Exercises to complete:
1. From the cobalt mining article below, list the dangerous working conditions it names for artisanal miners.
2. For each statement, say whether the cobalt mining article below supports it, and quote the words that decide it. (a) Allocating "squares" to artisanal cooperatives would change the legal status of the concession holder's permit. (b) EGC's first collaboration agreement was with Eurasian Resources Group in February 2024. (c) Eric Kalala gave his Bloomberg interview at a congress in Paris.

Segment Start: Excerpted passage

The Entreprise Générale du Cobalt (EGC), the state‑owned entity responsible for overseeing hand‑mined cobalt sourcing in the Democratic Republic of Congo, says it is stepping up efforts to work directly with industrial mining operators. The goal is to curb the spread of unlicensed artisanal miners who have begun invading large concession areas, a trend that creates both operational hazards and safety concerns for companies such as CMOC Group and Glencore.

The Scope of Illegal Artisanal Mining

According to reports from the country’s Mining Inspectorate General, hundreds of thousands of Congolese workers engage in artisanal mining despite dangerous working conditions, including inadequate ventilation, exposure to toxic substances, and the risk of tunnel collapses. Because these activities are informal and widespread, government agencies and private firms struggle to monitor concession boundaries effectively, leaving many sites vulnerable to unwanted intrusions.

Illegal artisanal extraction not only threatens the safety of miners but also raises compliance risks for multinational corporations that must adhere to responsible sourcing standards. The presence of unregulated miners can lead to disputes over resource rights, environmental degradation, and disruptions to scheduled production.

EGC’s Collaborative Approach

To address the issue, EGC proposes a pragmatic solution: designating specific parcels of land—referred to internally as “squares”—within existing mining concessions for use by registered artisanal cooperatives. Importantly, this allocation would not alter the legal status of the concession holder’s permit.

Eric Kalala, CEO of EGC, explained the rationale in a recent interview with Bloomberg at the Cobalt Institute’s annual congress in Madrid:

“It is one of the social solutions that we have offered to industrial companies: to work with us to relieve the pressure.”

Kalala added that the initiative aims to create a more regulated and secure environment for independent miners while discouraging illegal operations in key cobalt‑producing regions.

Partnerships Already Underway

New regulations enacted last year empower EGC to form alliances with mining companies specifically to tackle the artisanal mining issue. Building on this framework, EGC has secured its first collaboration agreement with Eurasian Resources Group (ERG) in February 2024. ERG manages numerous copper and cobalt deposits where the two metals often occur together.

In parallel, EGC is engaging with Chengtun Congo Resources Sarl—a subsidiary of China’s Chengtun Mining Group Co.—to process copper and cobalt output. The entity is also exploring a potential partnership with Virtus Minerals Inc., an American firm that acquired several copper and cobalt assets earlier this year.

These arrangements are intended to provide artisanal cooperatives with access to training, equipment, and market linkages, thereby reducing the incentive to operate outside the formal system.

Funding and Security Measures

The Mining Inspectorate General has indicated that the project will receive financial backing from both the United States and the United Arab Emirates. An initial tranche of $100 million is earmarked to deploy up to 3,000 armed recruits by December 2024, with a longer‑term objective of expanding the force to 20,000 “mine guards” nationwide by 2028.

Segment End: Excerpted passage
Segment Start: Supplied information

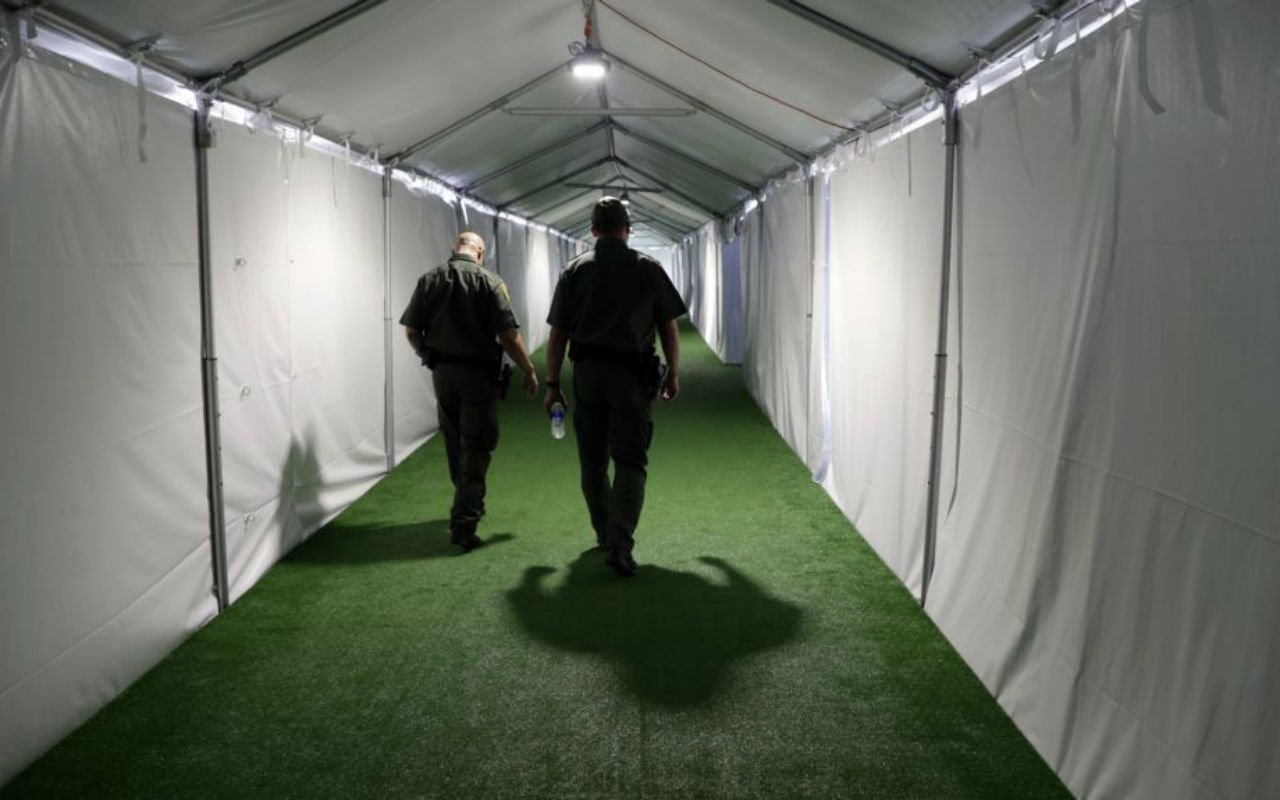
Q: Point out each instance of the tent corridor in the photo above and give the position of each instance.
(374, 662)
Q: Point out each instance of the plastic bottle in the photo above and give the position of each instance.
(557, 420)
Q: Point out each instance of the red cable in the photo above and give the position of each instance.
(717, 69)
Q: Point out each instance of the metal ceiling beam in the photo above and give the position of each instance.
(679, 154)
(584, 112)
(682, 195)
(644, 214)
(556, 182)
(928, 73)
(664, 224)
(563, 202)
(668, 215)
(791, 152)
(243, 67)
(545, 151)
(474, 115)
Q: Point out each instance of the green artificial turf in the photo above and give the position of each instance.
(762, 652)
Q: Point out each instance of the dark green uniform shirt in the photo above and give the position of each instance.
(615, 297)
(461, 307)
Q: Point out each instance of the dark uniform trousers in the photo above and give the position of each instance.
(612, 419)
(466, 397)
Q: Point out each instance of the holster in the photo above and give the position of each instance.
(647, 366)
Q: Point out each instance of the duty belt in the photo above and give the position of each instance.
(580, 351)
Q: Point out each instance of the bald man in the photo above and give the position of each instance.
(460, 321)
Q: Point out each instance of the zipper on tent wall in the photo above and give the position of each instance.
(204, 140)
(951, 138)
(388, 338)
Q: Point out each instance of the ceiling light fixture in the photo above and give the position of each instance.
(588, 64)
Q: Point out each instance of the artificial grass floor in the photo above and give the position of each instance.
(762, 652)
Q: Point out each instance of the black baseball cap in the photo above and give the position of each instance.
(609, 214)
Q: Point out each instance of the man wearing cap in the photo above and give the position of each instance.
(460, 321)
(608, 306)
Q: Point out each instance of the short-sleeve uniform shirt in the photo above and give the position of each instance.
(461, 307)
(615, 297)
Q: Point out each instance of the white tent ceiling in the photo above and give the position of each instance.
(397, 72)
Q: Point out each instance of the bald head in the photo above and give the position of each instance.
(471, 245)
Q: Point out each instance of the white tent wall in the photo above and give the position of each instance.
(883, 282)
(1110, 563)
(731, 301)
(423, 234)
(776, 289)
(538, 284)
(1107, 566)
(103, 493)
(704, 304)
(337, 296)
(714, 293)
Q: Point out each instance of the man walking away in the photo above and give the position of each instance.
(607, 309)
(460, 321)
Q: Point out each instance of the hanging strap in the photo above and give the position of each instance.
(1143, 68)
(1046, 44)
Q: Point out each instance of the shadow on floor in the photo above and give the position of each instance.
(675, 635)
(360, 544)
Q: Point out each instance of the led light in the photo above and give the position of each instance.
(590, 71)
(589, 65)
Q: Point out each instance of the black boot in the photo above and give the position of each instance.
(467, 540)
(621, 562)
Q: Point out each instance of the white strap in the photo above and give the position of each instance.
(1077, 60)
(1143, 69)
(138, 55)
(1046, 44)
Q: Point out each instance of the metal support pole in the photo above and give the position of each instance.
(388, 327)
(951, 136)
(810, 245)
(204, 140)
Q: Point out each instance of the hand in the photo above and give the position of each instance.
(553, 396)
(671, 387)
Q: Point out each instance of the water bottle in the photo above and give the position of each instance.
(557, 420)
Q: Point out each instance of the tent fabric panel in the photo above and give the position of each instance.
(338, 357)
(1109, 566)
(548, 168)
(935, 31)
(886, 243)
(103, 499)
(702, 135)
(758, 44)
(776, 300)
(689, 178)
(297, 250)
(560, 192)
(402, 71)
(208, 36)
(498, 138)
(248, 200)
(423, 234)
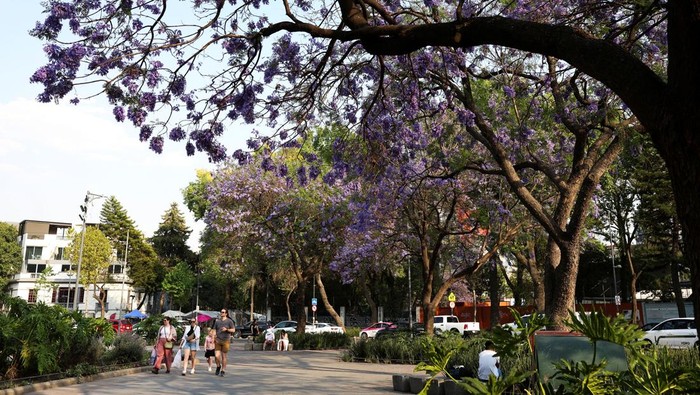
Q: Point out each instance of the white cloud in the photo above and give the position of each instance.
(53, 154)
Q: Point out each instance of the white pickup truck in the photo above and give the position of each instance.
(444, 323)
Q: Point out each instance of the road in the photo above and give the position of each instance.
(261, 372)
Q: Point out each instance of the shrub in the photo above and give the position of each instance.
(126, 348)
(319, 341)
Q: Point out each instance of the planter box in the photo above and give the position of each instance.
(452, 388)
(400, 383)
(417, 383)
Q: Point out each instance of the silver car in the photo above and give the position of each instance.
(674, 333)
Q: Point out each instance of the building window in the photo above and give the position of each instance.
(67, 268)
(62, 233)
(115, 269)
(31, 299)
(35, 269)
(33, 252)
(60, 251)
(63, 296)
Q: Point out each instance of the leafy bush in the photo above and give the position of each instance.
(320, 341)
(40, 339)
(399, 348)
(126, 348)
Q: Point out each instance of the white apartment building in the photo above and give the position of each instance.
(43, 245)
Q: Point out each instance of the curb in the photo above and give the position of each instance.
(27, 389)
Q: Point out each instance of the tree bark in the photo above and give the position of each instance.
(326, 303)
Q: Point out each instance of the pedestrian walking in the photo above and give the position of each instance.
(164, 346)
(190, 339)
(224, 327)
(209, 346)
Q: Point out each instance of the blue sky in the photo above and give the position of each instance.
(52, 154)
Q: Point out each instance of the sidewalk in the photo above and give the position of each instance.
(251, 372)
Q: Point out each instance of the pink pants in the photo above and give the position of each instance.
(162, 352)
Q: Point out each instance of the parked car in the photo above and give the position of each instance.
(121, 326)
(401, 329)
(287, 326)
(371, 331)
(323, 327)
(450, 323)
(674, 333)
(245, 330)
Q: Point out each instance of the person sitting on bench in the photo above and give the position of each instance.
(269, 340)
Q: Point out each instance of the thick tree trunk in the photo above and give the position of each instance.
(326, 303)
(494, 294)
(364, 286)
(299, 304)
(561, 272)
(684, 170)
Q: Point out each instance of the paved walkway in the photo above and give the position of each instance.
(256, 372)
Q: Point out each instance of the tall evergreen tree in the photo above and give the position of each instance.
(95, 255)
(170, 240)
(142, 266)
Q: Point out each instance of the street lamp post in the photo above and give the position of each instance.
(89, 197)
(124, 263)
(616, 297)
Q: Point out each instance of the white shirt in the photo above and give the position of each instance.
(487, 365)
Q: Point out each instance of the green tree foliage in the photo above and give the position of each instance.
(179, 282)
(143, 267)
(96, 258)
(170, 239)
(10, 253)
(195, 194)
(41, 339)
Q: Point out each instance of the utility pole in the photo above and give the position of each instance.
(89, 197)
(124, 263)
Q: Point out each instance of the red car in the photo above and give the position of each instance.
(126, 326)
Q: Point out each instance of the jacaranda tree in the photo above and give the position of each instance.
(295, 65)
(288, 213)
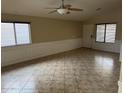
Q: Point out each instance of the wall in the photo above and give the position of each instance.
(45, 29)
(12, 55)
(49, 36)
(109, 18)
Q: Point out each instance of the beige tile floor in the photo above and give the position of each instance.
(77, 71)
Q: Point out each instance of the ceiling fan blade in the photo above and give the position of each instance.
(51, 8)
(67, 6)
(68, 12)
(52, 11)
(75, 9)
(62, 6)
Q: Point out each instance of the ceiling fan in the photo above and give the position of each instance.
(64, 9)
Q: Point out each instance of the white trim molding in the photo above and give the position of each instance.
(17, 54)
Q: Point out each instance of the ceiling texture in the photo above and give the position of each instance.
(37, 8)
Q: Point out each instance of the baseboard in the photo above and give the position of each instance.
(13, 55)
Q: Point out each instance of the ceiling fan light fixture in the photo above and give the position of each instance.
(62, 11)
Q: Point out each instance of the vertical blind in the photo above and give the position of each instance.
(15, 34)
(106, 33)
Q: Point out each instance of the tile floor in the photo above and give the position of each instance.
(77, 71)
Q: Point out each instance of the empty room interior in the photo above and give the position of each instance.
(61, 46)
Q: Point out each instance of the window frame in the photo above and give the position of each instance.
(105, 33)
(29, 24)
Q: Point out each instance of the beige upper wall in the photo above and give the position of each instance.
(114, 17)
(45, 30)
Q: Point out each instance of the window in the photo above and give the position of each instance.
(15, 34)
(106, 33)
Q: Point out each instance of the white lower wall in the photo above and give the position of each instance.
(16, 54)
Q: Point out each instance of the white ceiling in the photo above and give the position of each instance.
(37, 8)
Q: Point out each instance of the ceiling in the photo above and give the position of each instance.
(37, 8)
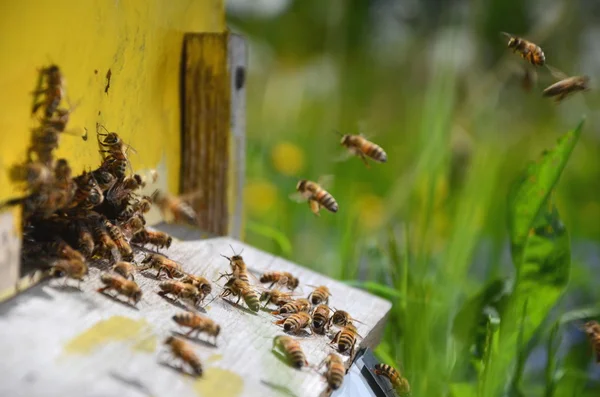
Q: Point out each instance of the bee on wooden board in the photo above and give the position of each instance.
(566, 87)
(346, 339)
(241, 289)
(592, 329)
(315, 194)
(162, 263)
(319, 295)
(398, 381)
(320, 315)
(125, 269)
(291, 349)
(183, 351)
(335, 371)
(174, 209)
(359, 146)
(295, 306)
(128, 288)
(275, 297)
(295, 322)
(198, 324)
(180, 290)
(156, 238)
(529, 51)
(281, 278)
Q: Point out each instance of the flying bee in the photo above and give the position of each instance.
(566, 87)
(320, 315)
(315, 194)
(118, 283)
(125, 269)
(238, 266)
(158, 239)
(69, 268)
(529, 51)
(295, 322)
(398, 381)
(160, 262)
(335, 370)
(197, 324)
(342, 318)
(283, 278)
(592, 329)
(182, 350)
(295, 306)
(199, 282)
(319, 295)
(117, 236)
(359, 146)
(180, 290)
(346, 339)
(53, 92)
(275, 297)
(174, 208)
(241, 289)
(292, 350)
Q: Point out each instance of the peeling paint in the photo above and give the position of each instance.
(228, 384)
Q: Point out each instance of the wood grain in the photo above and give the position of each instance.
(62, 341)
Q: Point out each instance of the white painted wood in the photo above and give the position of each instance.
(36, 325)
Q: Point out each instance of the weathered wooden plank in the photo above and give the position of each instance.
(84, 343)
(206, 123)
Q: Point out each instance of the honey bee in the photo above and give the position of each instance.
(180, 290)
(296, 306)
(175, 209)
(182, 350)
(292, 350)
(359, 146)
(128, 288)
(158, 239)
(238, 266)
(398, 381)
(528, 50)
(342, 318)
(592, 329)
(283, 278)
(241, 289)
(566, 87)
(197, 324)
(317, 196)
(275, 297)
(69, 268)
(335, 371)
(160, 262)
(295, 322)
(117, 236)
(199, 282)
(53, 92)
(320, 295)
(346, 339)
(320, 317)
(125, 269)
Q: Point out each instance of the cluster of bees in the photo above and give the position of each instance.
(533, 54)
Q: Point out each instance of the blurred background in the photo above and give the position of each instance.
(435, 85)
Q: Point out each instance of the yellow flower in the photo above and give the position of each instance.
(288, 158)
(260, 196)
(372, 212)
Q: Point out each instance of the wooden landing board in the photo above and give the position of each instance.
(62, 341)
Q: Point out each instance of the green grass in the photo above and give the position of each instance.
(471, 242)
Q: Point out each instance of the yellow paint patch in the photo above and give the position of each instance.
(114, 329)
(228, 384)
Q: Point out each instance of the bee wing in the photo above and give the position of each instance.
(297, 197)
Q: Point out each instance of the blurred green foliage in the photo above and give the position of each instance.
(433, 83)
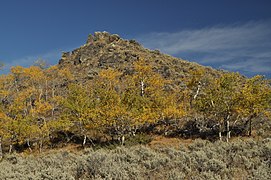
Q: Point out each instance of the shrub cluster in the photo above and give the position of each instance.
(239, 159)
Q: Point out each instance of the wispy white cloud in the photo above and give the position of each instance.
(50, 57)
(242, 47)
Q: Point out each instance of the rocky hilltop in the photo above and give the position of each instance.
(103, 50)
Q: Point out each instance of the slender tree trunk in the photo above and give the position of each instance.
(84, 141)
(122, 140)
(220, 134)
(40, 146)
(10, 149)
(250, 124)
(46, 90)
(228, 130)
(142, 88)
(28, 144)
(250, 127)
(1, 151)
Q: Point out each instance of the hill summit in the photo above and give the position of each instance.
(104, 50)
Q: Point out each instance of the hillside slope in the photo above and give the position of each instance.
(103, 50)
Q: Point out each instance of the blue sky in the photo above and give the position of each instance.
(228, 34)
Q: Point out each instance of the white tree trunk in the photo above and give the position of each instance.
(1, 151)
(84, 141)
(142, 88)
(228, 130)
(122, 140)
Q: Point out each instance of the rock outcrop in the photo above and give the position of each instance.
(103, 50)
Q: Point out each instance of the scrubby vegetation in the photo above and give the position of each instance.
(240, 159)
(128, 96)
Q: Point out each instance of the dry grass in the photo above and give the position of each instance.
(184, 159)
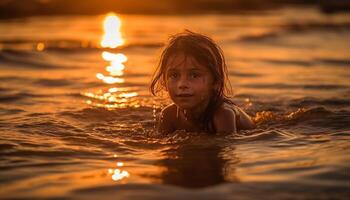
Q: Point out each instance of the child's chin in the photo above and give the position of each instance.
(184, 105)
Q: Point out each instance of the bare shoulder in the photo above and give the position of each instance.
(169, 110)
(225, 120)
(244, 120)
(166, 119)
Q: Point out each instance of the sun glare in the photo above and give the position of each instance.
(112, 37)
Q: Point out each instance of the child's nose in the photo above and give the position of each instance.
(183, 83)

Segment End: Supplied information

Outputs by task:
1.
- Inadequate ventilation
- Exposure to toxic substances
- The risk of tunnel collapses

2.
(a) No: "this allocation would not alter the legal status of the concession holder’s permit."
(b) Yes: "EGC has secured its first collaboration agreement with Eurasian Resources Group (ERG) in February 2024."
(c) No: "at the Cobalt Institute’s annual congress in Madrid"